--- Data extracts Enclosed Below ---

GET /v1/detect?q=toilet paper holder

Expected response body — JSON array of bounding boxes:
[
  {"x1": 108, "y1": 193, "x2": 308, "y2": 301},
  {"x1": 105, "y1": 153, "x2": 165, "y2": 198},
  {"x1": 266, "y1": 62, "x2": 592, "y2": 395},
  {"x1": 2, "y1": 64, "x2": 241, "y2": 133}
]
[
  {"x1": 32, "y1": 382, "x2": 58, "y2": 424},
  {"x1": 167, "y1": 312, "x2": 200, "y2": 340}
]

--- End of Enclosed Data extracts ---

Please reproduce the listing exactly, keeping every line as it is.

GET /v1/detect?q=toilet paper holder

Expected response body — JSON array of bounding boxes:
[
  {"x1": 108, "y1": 193, "x2": 308, "y2": 301},
  {"x1": 105, "y1": 153, "x2": 165, "y2": 198},
  {"x1": 266, "y1": 62, "x2": 592, "y2": 395},
  {"x1": 2, "y1": 64, "x2": 241, "y2": 133}
]
[
  {"x1": 32, "y1": 382, "x2": 58, "y2": 424},
  {"x1": 167, "y1": 312, "x2": 200, "y2": 340}
]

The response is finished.